EXERCICES =
a - Dans l'extrait sur Carolyn Carlson, recopiez le passage qui commence par « L’Académie va en » et se poursuit jusqu'à « autant faire école. », en substituant « siège » à « fauteuil ».
b - D'après l'extrait sur Carolyn Carlson, à quelle date a-t-elle été élue à l'Académie ?

EXTRAIT DU TEXTE =
——————————
L’Académie va en prendre l’habitude ! Les danseurs-chorégraphes s’y installent en force, et cette fois, c’est au tour de Carolyn Carlson d’y intégrer son fauteuil, deux ans et demi après son élection le 2 décembre 2020. La Coupole, heureusement, sera assez haute pour accueillir cette silhouette longiligne, celle de la grande dame blanche, qui depuis un demi-siècle, agite ses bras immenses, battant comme les ailes d’un moulin, sur d’innombrables scènes mais particulièrement sur les françaises. Américaine, certes mais portant sur elle les stigmates un peu austères d’une filiation finlandaise, Carlson est de ces quelques femmes qui ont imprimé leur marque sur la danse du XXe siècle, d’Isadora Duncan à Mary Wigman, et de Martha Graham à Pina Bausch. Sans pour autant faire école.
——————————
INFORMATIONS FOURNIES =
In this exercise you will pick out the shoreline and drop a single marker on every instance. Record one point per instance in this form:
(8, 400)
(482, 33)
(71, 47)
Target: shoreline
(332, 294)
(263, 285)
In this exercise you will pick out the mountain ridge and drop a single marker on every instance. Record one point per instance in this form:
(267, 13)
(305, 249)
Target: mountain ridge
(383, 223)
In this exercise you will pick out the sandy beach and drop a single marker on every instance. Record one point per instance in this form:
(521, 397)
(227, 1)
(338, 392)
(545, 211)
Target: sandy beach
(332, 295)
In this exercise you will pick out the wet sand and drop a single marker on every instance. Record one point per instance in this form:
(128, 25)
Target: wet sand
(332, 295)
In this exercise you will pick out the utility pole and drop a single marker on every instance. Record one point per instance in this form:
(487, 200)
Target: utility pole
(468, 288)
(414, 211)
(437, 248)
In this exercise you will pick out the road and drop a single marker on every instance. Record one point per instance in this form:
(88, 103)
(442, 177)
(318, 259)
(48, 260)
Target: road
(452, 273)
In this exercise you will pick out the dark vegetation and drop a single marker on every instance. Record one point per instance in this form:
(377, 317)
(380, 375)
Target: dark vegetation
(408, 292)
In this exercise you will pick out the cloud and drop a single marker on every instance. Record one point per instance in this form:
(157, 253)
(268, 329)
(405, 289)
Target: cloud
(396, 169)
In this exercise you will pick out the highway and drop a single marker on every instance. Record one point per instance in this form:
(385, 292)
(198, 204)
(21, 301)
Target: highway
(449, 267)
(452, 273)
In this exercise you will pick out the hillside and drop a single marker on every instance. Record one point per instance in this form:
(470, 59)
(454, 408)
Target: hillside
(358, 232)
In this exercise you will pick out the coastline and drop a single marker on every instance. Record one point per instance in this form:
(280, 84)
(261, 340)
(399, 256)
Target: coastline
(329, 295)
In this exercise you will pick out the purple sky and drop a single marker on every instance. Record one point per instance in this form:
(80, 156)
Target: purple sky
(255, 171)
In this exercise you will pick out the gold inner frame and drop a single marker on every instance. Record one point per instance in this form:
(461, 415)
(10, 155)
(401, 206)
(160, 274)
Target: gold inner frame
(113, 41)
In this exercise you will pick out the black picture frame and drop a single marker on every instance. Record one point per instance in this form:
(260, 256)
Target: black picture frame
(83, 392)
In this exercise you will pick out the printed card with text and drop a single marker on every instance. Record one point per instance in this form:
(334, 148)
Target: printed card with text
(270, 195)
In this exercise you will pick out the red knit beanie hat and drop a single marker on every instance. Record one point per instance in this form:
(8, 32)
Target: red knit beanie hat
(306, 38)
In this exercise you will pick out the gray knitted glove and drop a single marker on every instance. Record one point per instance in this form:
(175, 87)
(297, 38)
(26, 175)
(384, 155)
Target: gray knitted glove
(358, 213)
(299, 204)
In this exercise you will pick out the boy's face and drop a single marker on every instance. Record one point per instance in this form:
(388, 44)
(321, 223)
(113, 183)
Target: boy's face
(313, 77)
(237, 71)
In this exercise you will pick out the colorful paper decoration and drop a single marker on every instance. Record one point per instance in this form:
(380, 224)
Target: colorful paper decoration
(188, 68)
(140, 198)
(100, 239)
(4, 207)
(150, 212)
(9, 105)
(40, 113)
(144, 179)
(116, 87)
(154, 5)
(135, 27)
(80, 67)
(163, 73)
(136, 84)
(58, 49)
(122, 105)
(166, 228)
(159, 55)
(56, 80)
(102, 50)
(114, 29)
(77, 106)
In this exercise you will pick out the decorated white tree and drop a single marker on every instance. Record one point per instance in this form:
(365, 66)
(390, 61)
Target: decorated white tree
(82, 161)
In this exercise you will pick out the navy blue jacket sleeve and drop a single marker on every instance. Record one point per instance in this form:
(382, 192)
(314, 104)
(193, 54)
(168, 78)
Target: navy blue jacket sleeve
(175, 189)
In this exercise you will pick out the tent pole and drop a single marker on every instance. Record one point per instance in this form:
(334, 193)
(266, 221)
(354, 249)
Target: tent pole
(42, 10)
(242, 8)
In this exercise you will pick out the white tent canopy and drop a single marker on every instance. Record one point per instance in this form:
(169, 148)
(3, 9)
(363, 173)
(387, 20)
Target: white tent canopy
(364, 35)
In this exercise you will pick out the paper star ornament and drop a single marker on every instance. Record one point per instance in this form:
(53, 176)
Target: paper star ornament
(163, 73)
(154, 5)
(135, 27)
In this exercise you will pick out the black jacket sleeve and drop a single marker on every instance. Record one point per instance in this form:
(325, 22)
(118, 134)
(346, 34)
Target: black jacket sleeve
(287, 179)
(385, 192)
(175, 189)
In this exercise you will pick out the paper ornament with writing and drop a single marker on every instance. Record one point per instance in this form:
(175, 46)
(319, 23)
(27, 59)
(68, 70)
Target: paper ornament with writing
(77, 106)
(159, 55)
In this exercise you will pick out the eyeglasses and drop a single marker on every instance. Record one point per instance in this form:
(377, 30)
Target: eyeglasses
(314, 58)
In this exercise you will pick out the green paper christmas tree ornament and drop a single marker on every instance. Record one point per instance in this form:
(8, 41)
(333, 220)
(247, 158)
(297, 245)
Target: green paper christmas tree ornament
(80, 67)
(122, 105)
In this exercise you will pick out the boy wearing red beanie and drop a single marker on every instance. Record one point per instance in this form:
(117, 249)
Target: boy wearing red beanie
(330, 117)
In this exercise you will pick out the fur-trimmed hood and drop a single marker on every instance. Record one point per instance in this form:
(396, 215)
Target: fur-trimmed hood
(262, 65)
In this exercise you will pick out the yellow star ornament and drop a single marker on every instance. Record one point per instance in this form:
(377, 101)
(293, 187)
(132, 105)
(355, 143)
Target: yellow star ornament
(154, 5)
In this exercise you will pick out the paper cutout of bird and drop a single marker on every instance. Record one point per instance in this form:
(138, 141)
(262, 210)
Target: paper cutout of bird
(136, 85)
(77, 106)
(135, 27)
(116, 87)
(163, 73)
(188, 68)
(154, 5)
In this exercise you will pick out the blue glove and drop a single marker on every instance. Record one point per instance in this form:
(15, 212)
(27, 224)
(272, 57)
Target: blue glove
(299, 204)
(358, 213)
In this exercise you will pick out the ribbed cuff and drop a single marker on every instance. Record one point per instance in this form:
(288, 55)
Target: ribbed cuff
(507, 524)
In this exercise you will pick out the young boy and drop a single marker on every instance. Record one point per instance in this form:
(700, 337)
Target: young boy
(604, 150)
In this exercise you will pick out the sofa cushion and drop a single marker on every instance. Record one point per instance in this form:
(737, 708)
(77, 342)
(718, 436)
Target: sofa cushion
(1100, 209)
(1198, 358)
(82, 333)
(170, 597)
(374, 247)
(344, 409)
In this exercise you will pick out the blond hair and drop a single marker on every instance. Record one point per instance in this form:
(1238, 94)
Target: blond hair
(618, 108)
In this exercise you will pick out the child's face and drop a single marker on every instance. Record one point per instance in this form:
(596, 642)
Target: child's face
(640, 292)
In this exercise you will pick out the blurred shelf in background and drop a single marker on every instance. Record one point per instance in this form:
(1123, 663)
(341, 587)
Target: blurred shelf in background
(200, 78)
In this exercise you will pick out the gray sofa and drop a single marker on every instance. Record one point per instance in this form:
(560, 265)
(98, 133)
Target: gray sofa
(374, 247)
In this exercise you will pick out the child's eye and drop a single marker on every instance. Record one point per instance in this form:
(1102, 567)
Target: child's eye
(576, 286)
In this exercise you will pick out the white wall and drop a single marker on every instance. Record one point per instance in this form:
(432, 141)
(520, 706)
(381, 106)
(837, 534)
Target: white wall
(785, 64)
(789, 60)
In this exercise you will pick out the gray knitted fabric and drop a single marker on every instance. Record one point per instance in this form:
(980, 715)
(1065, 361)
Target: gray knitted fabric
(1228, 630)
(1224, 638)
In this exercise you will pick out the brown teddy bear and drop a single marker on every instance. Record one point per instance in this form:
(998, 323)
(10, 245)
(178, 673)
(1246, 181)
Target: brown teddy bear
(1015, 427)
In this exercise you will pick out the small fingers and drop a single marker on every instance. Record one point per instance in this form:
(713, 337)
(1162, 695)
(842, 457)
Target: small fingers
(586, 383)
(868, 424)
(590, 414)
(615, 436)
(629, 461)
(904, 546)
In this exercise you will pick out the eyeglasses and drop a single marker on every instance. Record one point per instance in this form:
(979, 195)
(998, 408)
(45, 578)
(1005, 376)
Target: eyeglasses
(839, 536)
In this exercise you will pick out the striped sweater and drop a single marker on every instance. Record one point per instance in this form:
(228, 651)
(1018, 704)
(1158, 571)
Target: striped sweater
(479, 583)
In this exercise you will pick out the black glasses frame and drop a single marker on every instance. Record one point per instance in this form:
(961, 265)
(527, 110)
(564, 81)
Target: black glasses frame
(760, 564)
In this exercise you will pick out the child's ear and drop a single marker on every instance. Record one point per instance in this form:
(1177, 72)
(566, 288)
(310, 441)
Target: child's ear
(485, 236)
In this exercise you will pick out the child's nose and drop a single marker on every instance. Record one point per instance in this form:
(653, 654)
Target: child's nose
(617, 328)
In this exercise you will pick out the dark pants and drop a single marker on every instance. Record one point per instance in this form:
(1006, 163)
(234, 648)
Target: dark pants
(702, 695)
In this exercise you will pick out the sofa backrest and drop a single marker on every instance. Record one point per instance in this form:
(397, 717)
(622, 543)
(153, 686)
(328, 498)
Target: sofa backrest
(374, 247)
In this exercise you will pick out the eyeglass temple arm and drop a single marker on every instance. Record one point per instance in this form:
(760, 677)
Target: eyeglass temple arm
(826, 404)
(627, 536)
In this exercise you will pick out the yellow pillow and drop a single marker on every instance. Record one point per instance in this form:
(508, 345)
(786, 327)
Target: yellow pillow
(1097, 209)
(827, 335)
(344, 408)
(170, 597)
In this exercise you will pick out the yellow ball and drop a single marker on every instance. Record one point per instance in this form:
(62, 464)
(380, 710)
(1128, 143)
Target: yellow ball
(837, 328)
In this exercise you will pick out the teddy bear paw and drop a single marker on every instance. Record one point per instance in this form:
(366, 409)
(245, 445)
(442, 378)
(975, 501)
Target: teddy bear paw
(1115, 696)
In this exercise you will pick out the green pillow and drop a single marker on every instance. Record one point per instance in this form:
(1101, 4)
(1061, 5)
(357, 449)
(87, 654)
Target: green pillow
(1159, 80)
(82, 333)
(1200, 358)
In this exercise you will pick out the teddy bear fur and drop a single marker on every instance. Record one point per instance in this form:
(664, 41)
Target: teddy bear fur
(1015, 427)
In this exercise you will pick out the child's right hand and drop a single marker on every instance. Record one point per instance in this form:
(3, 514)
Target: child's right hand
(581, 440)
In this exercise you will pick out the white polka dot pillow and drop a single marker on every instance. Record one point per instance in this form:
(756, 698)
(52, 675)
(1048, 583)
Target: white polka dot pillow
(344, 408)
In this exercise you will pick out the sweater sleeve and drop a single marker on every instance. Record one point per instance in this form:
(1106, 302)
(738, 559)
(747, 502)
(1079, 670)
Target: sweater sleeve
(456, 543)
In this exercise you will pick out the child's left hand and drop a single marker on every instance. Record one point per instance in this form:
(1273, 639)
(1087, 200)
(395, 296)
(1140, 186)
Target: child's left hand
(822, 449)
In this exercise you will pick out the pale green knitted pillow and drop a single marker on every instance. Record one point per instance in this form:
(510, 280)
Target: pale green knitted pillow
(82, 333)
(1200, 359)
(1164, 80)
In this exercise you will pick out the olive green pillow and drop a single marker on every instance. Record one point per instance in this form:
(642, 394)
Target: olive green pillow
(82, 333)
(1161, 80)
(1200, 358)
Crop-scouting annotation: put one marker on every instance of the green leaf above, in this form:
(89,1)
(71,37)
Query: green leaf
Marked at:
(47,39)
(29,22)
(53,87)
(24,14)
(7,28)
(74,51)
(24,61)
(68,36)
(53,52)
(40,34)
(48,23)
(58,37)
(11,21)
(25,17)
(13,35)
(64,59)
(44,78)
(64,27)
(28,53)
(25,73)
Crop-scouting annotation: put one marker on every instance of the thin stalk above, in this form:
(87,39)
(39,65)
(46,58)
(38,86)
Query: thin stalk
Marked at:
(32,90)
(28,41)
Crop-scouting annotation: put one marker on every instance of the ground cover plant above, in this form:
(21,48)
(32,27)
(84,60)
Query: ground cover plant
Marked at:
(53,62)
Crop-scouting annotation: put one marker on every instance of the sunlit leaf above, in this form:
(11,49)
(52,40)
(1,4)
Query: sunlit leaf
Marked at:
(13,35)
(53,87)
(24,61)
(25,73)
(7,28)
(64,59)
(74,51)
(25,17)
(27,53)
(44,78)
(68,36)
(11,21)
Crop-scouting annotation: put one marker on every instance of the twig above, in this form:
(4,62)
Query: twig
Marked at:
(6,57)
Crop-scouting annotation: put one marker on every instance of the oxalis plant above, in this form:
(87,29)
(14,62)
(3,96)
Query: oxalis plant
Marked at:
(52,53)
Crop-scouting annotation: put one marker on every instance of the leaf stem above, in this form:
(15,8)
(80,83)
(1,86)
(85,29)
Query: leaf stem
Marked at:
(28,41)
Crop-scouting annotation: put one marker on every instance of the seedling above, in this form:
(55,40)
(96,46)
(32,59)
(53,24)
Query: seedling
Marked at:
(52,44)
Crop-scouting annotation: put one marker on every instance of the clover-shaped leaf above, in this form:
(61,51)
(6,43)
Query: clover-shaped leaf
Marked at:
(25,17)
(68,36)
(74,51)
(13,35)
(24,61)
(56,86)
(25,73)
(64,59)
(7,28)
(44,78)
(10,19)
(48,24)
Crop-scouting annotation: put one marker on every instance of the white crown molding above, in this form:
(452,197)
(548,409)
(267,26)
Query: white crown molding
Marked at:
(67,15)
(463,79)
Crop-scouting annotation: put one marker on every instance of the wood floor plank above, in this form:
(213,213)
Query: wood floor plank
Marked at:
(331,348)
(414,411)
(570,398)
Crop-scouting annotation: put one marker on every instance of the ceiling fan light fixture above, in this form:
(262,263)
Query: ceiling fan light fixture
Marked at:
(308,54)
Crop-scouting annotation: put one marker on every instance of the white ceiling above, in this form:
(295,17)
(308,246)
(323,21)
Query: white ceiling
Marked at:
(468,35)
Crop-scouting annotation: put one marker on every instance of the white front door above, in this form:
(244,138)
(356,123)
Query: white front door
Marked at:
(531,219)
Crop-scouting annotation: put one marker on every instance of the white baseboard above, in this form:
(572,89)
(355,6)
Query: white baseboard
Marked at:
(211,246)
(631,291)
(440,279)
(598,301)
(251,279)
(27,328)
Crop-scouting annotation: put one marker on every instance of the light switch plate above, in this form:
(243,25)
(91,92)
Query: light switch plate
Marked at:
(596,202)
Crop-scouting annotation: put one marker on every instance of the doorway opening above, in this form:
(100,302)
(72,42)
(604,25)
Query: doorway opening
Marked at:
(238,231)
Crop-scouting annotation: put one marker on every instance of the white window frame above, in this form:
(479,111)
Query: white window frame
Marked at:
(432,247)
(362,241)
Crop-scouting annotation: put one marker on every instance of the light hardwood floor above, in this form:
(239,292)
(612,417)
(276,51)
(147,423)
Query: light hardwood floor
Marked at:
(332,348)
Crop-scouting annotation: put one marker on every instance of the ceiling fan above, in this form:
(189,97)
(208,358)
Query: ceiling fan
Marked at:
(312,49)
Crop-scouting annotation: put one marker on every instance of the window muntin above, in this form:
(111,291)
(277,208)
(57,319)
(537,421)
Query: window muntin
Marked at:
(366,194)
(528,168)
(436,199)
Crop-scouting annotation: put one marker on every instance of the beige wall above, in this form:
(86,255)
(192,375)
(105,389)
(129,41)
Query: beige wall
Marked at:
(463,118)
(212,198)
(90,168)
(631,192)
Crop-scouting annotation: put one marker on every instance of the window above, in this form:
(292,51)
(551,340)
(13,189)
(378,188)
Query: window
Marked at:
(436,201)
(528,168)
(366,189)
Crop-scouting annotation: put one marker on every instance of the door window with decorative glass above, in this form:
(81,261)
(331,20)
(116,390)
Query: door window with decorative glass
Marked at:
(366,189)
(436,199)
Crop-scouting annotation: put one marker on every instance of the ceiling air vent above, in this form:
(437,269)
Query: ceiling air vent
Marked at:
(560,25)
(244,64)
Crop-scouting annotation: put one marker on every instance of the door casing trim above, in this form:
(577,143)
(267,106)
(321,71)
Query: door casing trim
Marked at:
——————————
RÉPONSES DANS L'ORDRE =
a -
L’Académie va en prendre l’habitude ! Les danseurs-chorégraphes s’y installent en force, et cette fois, c’est au tour de Carolyn Carlson d’y intégrer son siège, deux ans et demi après son élection le 2 décembre 2020. La Coupole, heureusement, sera assez haute pour accueillir cette silhouette longiligne, celle de la grande dame blanche, qui depuis un demi-siècle, agite ses bras immenses, battant comme les ailes d’un moulin, sur d’innombrables scènes mais particulièrement sur les françaises. Américaine, certes mais portant sur elle les stigmates un peu austères d’une filiation finlandaise, Carlson est de ces quelques femmes qui ont imprimé leur marque sur la danse du XXe siècle, d’Isadora Duncan à Mary Wigman, et de Martha Graham à Pina Bausch. Sans pour autant faire école.

b - Le 2 décembre 2020.